> _What you are asked to do_
In the text below about the quality of a general studies education, list every activity named in the question that begins "Do our students attend plays".

> _Extracted text_

⟨

I think the question gets to what we mean by quality of a general studies education. I 
know we could look to test scores, college acceptance rates, etc. but these are all proxies 
for something, and they're pretty badly designed as measures for the qualities that we 
ultimately really care about. 

I answer this question as a mom as much as I do as an educator. 

I think we want our kids to find ideas and subjects in school they are passionate about 
and want to pursue beyond the confines of the classroom. What is their engagement with 
ideas and academic pursuits outside of what is required in school? Do our students attend 
plays with their friends, go to book stores or libraries and choose to read great literature 
on their own, try out puzzles, build things, write music-- all somehow sparked by 
something they did in school? 

Do they try to solve problems on their own, and enlist the help of others at various 
junctures? Are they involved in hesed and social action efforts outside of the school 
program? Do they go to museums and connect what they see there to things they've read 
or talked about at school? Do they go to poetry slams? Calculate what it will cost them 
for a road trip, and then figure out how to service the car themselves? etc.

⟩

> _Given entries_
⟨

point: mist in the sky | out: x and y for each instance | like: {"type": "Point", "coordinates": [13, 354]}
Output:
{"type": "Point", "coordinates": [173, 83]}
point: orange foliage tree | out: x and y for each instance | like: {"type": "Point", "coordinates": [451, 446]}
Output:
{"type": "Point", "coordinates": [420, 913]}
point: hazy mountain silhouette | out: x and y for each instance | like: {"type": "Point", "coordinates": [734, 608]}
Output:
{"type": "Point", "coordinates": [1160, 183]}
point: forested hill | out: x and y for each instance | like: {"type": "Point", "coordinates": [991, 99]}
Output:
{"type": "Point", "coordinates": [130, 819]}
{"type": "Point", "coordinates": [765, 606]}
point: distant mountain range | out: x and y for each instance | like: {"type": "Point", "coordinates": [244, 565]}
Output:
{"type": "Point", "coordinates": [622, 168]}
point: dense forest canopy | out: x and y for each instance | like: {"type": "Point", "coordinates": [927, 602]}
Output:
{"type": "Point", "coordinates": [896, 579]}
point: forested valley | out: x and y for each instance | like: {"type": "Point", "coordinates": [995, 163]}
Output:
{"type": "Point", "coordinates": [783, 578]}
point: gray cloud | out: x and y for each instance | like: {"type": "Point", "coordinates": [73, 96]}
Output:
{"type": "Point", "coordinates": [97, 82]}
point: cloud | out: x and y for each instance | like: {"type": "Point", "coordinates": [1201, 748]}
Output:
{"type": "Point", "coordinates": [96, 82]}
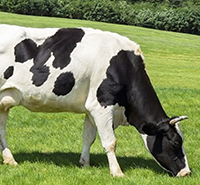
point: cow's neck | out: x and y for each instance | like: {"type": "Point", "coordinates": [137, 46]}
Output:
{"type": "Point", "coordinates": [143, 105]}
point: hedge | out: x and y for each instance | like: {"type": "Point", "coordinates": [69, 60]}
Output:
{"type": "Point", "coordinates": [184, 19]}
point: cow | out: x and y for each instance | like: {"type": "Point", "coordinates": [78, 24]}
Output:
{"type": "Point", "coordinates": [85, 70]}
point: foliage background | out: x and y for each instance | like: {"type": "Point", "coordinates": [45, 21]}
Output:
{"type": "Point", "coordinates": [171, 15]}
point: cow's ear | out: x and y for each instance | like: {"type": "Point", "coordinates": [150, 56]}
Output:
{"type": "Point", "coordinates": [150, 129]}
{"type": "Point", "coordinates": [153, 129]}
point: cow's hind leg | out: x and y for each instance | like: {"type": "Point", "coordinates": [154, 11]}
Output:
{"type": "Point", "coordinates": [89, 135]}
{"type": "Point", "coordinates": [6, 153]}
{"type": "Point", "coordinates": [8, 99]}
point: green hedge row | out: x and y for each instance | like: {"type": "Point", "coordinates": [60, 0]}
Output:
{"type": "Point", "coordinates": [182, 19]}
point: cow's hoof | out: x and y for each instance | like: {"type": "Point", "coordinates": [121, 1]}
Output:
{"type": "Point", "coordinates": [118, 174]}
{"type": "Point", "coordinates": [10, 161]}
{"type": "Point", "coordinates": [83, 163]}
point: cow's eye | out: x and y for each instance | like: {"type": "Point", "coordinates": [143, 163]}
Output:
{"type": "Point", "coordinates": [176, 144]}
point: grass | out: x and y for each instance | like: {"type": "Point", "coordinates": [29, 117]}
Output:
{"type": "Point", "coordinates": [48, 146]}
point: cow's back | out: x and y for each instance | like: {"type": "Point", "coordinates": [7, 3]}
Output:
{"type": "Point", "coordinates": [65, 87]}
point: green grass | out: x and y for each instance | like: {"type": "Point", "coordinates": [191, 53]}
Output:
{"type": "Point", "coordinates": [48, 146]}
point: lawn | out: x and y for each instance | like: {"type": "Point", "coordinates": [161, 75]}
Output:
{"type": "Point", "coordinates": [47, 146]}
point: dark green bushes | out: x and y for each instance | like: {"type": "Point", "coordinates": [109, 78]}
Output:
{"type": "Point", "coordinates": [179, 16]}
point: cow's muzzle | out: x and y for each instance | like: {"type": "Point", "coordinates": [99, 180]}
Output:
{"type": "Point", "coordinates": [184, 172]}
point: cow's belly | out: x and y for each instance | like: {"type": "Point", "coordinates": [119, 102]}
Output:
{"type": "Point", "coordinates": [41, 102]}
{"type": "Point", "coordinates": [44, 100]}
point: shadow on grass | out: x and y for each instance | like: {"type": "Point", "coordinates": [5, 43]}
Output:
{"type": "Point", "coordinates": [97, 160]}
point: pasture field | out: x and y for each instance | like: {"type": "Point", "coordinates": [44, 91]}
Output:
{"type": "Point", "coordinates": [48, 146]}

⟩

> _Output of the exercise_
- Attend plays with their friends
- Go to book stores or libraries
- Choose to read great literature on their own
- Try out puzzles
- Build things
- Write music